WRITTEN TASK — Return each line of the material that contains the word "instance". Treat uppercase and lowercase as different.

Items from a data source

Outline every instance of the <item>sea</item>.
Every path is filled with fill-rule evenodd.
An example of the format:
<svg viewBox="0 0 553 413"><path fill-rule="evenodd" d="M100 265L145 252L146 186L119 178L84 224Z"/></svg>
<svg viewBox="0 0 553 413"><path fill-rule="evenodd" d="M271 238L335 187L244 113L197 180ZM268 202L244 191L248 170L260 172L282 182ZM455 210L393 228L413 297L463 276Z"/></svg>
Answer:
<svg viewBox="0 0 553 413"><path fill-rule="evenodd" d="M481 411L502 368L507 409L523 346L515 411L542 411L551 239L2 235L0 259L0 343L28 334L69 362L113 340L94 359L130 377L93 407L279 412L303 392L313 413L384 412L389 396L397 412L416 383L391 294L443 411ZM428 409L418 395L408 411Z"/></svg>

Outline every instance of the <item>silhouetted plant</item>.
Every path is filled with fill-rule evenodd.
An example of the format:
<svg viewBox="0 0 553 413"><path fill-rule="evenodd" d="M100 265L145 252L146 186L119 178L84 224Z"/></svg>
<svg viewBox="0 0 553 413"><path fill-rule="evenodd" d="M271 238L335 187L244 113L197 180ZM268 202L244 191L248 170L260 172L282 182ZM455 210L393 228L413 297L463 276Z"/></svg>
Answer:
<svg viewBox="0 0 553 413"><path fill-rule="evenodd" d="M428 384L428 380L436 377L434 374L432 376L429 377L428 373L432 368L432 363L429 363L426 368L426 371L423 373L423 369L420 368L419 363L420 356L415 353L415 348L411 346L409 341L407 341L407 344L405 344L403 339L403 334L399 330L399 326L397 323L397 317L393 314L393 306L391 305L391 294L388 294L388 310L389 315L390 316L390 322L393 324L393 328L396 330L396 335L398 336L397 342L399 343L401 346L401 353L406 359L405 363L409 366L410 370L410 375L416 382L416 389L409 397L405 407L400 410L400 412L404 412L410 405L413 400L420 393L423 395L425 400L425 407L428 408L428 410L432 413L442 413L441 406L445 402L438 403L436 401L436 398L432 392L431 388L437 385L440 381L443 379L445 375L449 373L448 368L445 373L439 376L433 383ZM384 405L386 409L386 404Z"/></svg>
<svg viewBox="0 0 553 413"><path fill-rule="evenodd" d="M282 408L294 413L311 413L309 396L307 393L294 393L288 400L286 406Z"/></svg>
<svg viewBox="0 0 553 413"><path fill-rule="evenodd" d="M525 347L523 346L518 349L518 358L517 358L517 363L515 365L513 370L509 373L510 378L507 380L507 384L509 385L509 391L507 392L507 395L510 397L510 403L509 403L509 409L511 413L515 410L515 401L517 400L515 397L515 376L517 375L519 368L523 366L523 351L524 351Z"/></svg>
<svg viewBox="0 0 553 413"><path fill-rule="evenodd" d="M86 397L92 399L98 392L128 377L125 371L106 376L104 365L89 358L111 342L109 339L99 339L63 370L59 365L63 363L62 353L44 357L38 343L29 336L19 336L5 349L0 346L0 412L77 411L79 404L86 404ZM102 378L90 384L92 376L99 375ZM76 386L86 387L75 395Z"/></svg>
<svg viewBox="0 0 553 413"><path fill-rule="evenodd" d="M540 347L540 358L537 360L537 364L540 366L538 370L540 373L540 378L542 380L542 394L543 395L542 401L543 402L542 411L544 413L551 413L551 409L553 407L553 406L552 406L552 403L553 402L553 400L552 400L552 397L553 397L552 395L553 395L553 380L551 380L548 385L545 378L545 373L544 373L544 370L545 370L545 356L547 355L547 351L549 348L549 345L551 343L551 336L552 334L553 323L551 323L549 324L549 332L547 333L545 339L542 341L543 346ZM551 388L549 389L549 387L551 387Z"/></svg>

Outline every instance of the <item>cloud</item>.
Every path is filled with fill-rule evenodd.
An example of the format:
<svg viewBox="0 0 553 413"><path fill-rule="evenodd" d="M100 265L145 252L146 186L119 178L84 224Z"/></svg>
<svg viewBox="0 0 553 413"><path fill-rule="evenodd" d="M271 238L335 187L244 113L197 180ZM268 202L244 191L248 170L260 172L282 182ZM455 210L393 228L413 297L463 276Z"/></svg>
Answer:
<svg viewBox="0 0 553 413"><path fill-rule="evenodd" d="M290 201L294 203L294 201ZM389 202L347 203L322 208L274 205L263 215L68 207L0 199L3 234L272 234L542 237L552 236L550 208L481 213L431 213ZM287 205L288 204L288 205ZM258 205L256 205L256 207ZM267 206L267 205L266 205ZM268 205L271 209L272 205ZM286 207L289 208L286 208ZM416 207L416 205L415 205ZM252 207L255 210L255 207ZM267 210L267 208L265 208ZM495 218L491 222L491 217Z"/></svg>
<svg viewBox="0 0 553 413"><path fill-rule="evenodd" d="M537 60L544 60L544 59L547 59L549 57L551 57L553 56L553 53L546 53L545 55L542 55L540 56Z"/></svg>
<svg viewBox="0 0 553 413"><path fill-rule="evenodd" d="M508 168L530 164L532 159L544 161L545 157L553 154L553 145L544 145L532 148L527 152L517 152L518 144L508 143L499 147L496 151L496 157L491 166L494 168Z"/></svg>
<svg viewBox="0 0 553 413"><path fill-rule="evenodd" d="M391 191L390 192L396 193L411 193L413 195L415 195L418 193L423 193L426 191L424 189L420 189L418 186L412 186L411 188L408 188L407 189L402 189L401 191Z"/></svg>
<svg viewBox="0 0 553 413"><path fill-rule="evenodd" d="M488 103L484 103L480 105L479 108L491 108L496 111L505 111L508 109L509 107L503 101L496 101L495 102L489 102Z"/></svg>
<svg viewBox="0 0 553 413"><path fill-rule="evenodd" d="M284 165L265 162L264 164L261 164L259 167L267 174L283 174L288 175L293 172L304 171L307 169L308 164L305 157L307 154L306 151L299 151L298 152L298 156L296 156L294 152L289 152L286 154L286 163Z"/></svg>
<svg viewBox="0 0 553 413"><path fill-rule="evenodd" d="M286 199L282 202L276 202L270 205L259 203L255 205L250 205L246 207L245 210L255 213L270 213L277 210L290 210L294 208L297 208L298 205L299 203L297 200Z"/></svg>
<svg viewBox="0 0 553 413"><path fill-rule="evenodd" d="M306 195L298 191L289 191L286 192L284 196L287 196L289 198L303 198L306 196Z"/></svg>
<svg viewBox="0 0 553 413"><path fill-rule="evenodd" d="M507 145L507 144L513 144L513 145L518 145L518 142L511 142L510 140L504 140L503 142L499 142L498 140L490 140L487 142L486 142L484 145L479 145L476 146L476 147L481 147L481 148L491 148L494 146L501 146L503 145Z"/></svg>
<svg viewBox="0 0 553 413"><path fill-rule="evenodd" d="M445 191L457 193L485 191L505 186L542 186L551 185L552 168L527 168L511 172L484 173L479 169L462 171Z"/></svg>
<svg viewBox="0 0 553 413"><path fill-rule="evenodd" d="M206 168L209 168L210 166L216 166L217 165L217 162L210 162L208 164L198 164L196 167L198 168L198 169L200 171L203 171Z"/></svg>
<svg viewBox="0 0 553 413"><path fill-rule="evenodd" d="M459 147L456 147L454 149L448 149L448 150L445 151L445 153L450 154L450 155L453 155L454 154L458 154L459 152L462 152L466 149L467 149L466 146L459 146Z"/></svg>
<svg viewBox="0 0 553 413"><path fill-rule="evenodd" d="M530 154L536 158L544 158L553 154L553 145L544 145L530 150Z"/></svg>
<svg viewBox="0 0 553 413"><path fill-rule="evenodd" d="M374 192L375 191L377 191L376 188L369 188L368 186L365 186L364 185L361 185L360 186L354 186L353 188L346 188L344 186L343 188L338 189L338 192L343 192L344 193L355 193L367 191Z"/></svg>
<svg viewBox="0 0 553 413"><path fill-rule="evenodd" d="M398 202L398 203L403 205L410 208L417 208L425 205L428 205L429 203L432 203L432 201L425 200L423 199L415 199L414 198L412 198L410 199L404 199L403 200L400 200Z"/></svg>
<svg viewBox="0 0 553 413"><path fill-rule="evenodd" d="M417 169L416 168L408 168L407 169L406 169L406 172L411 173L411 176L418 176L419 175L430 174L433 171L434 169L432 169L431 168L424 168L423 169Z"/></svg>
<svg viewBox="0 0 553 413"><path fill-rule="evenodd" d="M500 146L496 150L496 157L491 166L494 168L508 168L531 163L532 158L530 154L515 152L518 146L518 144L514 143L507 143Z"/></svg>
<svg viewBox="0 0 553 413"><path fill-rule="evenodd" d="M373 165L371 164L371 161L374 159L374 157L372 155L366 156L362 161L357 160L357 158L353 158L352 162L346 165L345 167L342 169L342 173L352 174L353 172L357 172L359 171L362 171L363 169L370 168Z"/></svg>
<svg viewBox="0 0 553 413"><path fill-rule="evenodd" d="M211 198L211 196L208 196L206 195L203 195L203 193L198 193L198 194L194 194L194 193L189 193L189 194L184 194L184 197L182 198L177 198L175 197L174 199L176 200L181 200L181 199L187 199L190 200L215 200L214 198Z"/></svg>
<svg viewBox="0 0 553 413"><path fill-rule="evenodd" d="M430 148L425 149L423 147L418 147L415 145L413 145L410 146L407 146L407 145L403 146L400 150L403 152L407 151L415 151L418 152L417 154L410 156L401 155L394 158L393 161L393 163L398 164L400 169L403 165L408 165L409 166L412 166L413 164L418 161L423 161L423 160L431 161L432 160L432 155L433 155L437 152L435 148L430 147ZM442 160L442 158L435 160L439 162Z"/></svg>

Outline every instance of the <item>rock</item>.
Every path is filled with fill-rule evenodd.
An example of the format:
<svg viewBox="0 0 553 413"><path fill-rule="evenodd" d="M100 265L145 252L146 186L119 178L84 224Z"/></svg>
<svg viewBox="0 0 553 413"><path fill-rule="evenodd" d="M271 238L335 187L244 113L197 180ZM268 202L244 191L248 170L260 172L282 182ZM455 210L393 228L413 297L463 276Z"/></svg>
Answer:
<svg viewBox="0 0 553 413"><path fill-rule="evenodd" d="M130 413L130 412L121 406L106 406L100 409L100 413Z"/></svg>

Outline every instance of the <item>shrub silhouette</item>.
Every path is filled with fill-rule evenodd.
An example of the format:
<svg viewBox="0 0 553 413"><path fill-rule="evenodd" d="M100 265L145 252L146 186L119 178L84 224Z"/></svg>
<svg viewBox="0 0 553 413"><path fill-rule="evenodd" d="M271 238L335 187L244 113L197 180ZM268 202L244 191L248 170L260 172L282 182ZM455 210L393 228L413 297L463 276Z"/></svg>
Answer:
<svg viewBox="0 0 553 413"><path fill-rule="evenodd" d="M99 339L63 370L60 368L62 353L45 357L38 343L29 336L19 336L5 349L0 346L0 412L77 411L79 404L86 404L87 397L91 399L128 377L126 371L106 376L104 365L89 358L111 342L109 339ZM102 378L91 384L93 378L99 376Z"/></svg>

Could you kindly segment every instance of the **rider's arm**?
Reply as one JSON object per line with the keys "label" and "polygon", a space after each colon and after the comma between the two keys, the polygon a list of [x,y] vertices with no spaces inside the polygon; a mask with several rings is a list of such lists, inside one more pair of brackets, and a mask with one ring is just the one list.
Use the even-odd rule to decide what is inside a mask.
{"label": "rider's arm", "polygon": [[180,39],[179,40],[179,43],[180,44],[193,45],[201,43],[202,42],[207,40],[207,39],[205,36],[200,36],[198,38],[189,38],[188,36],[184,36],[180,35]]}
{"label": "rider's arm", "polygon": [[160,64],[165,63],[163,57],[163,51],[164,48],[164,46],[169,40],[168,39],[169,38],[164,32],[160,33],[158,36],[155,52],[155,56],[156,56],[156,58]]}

SOLUTION TO THIS TASK —
Outline every instance of the <item>sea</item>.
Outline every instance of the <item>silhouetted plant</item>.
Outline every instance of the <item>cloud</item>.
Outline every instance of the <item>rock</item>.
Outline every instance of the <item>shrub silhouette</item>.
Could you kindly segment every instance of the **rider's arm**?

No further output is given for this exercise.